Instruction 1:
Answer these questions using the email about server clocks and timestamps, marking each answer with the same letter.
(a) What is named as an example of a superior method for syncing a machine's clock?
(b) On which operating system does the email say you can get really ugly time movements?
(c) Which intermediate timestamp size is mentioned as being harder to manipulate than 64 bits?
Instruction 2: Rewrite the listing lines, with their requests, from the line that contains "Definition of the keypoint: for every instance of the green" through the final line of the listing. Shift every answer coordinate by adding 85 to each number.

Source passage:
"""
From: Aaron Wood <woody77_at_gmail.com>
Date: 2005-08-31 23:41:22 CEST

On 8/31/05, John Peacock <jpeacock@rowman.com> wrote:
> You misunderstand. I'm saying _all_ normal server hardware clocks,
> regardless of whether the machine is synced via NTP or some other
> superior method (like taiclock), lack the accuracy to justify the amount
> of precision allocated. The crystals used in conventional computer
> hardware just aren't all that accurate. And depending on your O/S, your
> clock could use skew or step to adjust time with an external source,
> which adds additional noise to the timestamp.

The timestamps are all set on the server, correct?

If so, then on unix, (If I understand 'nix time engines correctly)
later is always later, so while the timestamp may contain a fictional
level of accuracy, it's still precise for what it needs to be (later
is actually later). On windows, you can actually get some really ugly
time movements as it doesn't have "time-warping" ability that I
beleive all 'nix variants use to keep time flowing smoothly.

So, while the bottom bits of the timestamp are roughly irrevelant
noise, the 64-bit timestamp allows for an easy to manipulate timestamp
for comparison purpose. At least easier than intermediate sizes like
48 bits.
"""
Exercise inputs:
"""
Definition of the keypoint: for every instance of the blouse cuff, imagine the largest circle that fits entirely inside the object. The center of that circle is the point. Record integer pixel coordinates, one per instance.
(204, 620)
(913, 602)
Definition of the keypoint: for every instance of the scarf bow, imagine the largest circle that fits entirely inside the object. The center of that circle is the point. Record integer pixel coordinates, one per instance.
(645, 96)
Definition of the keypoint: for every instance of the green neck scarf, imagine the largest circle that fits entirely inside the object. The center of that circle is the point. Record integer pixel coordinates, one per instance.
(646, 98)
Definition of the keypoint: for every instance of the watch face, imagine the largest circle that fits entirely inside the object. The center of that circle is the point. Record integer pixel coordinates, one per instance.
"""
Result 1:
(a) taiclock
(b) windows
(c) 48 bits

Result 2:
Definition of the keypoint: for every instance of the green neck scarf, imagine the largest circle that fits entirely inside the object. The center of that circle is the point. Record integer pixel coordinates, one per instance.
(731, 183)
Definition of the keypoint: for every instance of the watch face, imagine the largest circle that fits entirely inside the object. The center of that circle is the point. Record integer pixel coordinates, one per instance.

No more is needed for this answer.